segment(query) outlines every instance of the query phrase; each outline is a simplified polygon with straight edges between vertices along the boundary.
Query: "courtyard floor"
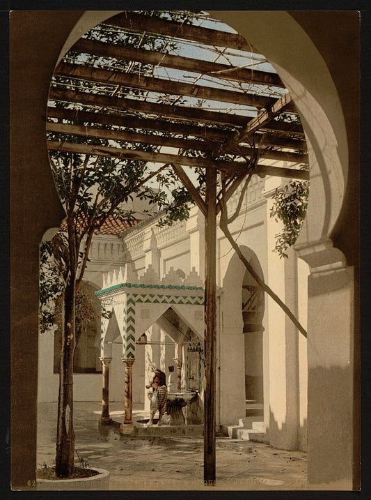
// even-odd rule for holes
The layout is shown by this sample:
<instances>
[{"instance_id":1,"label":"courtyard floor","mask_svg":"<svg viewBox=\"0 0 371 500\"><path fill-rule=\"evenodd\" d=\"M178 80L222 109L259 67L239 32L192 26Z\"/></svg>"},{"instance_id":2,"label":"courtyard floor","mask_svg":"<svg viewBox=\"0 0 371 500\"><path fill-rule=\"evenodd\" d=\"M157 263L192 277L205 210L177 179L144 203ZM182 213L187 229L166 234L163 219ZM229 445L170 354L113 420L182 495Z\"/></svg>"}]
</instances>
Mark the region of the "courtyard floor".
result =
<instances>
[{"instance_id":1,"label":"courtyard floor","mask_svg":"<svg viewBox=\"0 0 371 500\"><path fill-rule=\"evenodd\" d=\"M276 450L261 443L216 438L216 484L203 485L203 439L120 436L115 426L98 426L99 402L75 402L75 448L89 466L111 473L111 490L306 490L306 453ZM37 464L55 459L56 403L40 403ZM120 420L122 403L111 403ZM134 418L147 416L135 409Z\"/></svg>"}]
</instances>

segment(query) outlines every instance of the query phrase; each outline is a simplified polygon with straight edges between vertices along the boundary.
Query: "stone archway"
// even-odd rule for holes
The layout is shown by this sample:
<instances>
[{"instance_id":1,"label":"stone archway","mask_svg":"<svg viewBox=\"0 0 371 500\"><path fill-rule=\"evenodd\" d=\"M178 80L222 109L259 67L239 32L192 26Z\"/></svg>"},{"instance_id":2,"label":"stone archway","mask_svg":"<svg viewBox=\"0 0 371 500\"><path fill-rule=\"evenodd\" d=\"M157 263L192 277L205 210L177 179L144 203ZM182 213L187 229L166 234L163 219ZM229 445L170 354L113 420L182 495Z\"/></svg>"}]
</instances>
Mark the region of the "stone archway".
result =
<instances>
[{"instance_id":1,"label":"stone archway","mask_svg":"<svg viewBox=\"0 0 371 500\"><path fill-rule=\"evenodd\" d=\"M88 25L87 29L113 13L86 13L77 23L74 36L79 36L79 29L84 24ZM347 181L348 139L342 103L322 56L290 14L279 11L214 11L212 14L235 28L267 57L301 114L311 166L311 196L297 243L300 257L311 269L308 280L309 481L333 483L345 478L345 485L349 487L354 444L354 278L353 268L347 267L343 253L334 248L331 239ZM73 41L71 38L66 42L64 52ZM337 314L339 309L341 315ZM336 352L331 338L326 334L329 331L340 332ZM326 385L322 383L324 370ZM343 400L342 404L334 403L329 408L326 403L334 388L339 396L346 388L349 397L345 403ZM335 427L331 425L324 430L324 407L328 413L326 421L336 418ZM334 433L340 435L344 428L347 429L345 440L331 437ZM328 437L328 452L324 455L324 435ZM338 463L329 474L327 465L334 456L338 457Z\"/></svg>"}]
</instances>

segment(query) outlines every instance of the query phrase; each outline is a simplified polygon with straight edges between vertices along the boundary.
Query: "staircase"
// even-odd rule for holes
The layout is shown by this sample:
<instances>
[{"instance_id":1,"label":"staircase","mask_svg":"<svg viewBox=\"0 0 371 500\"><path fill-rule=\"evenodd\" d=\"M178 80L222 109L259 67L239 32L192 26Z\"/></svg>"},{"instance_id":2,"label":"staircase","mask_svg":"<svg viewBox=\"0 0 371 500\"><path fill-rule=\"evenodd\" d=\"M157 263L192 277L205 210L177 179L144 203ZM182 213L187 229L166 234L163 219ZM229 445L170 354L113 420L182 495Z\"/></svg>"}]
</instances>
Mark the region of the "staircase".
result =
<instances>
[{"instance_id":1,"label":"staircase","mask_svg":"<svg viewBox=\"0 0 371 500\"><path fill-rule=\"evenodd\" d=\"M261 418L262 420L257 418ZM265 435L262 417L247 416L239 418L238 425L224 425L224 432L230 439L264 442Z\"/></svg>"}]
</instances>

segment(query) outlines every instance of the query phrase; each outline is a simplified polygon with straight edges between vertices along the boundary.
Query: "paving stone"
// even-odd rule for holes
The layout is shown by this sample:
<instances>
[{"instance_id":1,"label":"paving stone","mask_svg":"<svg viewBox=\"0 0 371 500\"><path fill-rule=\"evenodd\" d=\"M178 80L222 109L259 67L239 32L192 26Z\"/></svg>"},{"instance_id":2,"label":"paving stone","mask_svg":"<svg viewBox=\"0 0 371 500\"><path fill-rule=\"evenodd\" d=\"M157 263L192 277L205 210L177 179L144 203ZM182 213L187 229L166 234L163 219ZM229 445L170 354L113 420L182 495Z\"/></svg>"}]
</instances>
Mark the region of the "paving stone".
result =
<instances>
[{"instance_id":1,"label":"paving stone","mask_svg":"<svg viewBox=\"0 0 371 500\"><path fill-rule=\"evenodd\" d=\"M122 411L122 406L113 403L110 407L112 411ZM56 404L44 403L39 409L37 463L52 464ZM135 412L134 409L134 415ZM203 485L203 438L123 437L111 426L100 430L100 414L97 403L74 403L76 447L91 467L110 471L110 490L213 490ZM305 453L274 450L265 444L251 444L216 439L218 490L306 489L306 474L302 472L306 471Z\"/></svg>"}]
</instances>

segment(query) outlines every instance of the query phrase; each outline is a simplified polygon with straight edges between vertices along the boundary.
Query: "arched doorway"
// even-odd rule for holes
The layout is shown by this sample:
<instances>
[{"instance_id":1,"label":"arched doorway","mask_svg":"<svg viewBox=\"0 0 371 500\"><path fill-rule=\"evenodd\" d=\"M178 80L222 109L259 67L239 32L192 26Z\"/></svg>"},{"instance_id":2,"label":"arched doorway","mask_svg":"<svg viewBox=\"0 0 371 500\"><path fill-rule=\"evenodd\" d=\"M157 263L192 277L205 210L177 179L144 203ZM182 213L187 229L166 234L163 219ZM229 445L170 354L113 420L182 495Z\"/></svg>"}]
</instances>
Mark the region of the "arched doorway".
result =
<instances>
[{"instance_id":1,"label":"arched doorway","mask_svg":"<svg viewBox=\"0 0 371 500\"><path fill-rule=\"evenodd\" d=\"M298 26L294 24L292 20L287 17L288 14L283 13L283 17L281 13L278 13L277 15L272 13L269 13L268 15L261 13L249 14L251 14L251 17L248 21L245 22L244 20L243 22L241 22L238 19L236 21L237 18L235 18L235 22L230 21L230 24L236 26L239 26L239 31L242 33L244 32L247 33L248 29L251 29L251 35L248 33L249 40L251 40L254 45L256 43L261 52L264 52L269 58L271 57L271 60L276 59L274 62L276 66L279 68L280 75L285 79L287 88L290 89L293 96L297 98L296 102L302 113L306 132L311 144L310 158L313 166L311 176L314 182L312 188L317 195L314 199L312 198L310 203L307 223L299 241L301 255L310 263L312 269L316 270L316 272L318 269L319 269L318 272L322 272L324 268L327 270L327 266L329 266L329 268L333 269L334 266L338 270L346 269L344 256L340 251L333 248L331 240L331 231L341 208L347 174L347 136L341 105L338 99L336 88L331 77L329 77L327 68L324 66L319 54L316 52L314 45L311 44L308 37L306 38L306 36L303 30L299 28L298 31ZM227 17L228 15L228 13L227 13ZM223 13L220 13L220 17L226 19ZM253 26L254 23L255 26ZM271 26L275 24L280 25L279 43L277 43L277 38L274 35L273 37L267 36L267 31L269 30L271 31ZM285 36L281 36L283 26L287 27ZM264 28L262 30L262 26ZM258 30L259 33L258 33ZM290 42L289 38L290 38ZM268 45L265 43L267 40L269 40ZM293 45L293 40L298 41L297 45L294 43L297 49L300 47L300 50L305 52L307 56L306 64L301 70L299 68L299 66L301 68L303 66L302 59L299 57L300 54L295 52L293 54L290 53L290 51L287 50L288 45ZM286 44L285 47L285 44ZM263 49L262 47L265 46L266 48ZM308 50L306 51L306 49ZM285 59L285 53L288 54L287 57L292 58L292 61L294 61L293 65L290 65L287 59ZM276 56L277 56L277 59ZM316 82L314 82L310 75L315 75L315 79L317 80ZM319 75L321 75L319 85L318 84ZM331 103L329 103L327 99L329 94L335 96ZM340 282L344 281L345 278L344 273L342 275L341 272L338 273L336 277L334 276L335 280ZM313 280L312 282L315 285ZM318 285L318 283L319 282L317 280L315 285ZM348 303L352 298L353 281L352 276L347 282L347 285L349 286L344 291L345 294L342 297L345 304ZM310 319L313 320L310 324L313 327L313 334L318 334L321 346L327 347L329 341L322 335L315 319L321 317L321 313L324 312L323 304L321 307L315 303L318 302L317 297L321 296L319 289L318 286L314 286L312 289L314 300L310 303L310 312L312 312L311 318L310 314ZM331 291L333 290L331 289ZM335 301L332 298L330 298L327 306L327 308L329 307L330 309L335 310ZM349 313L345 318L347 328L350 328L350 335L352 333L351 316L352 315ZM342 324L344 324L344 321L342 321ZM329 326L333 326L333 321L329 320ZM343 338L342 347L345 359L352 356L352 351L347 348L347 345L348 333L347 331ZM327 351L326 349L321 350ZM315 367L319 361L320 363L324 363L326 365L326 361L324 361L323 359L318 359L315 350L310 351L309 354L313 366ZM312 356L313 357L310 358ZM343 359L339 361L340 364L344 364ZM346 376L345 378L347 385L349 384L352 385L351 377ZM335 379L333 379L334 382L336 382ZM317 381L315 379L312 379L313 393L315 394L318 391L318 393L321 395L319 399L322 399L324 402L326 391L322 390L319 381L319 378L317 379ZM352 406L352 402L349 400L349 402ZM313 423L315 420L315 418ZM347 427L349 427L347 417L345 417L345 420ZM316 428L319 425L319 422L317 419L312 428ZM320 429L318 427L317 430L319 432ZM336 446L335 449L336 449ZM347 467L348 466L347 465ZM319 469L320 467L318 467L318 470ZM315 474L313 478L315 476Z\"/></svg>"},{"instance_id":2,"label":"arched doorway","mask_svg":"<svg viewBox=\"0 0 371 500\"><path fill-rule=\"evenodd\" d=\"M264 294L246 271L242 283L242 319L245 338L246 416L252 414L262 415L263 316Z\"/></svg>"}]
</instances>

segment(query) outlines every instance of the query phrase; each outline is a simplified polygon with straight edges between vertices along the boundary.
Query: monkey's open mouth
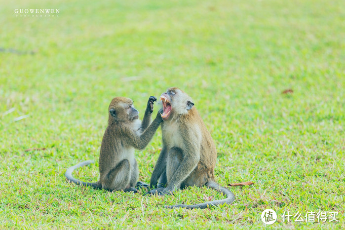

> [Task to carry out]
Count the lines in the rows above that contain the string "Mark", and reply with the number alone.

> [Response to the exercise]
5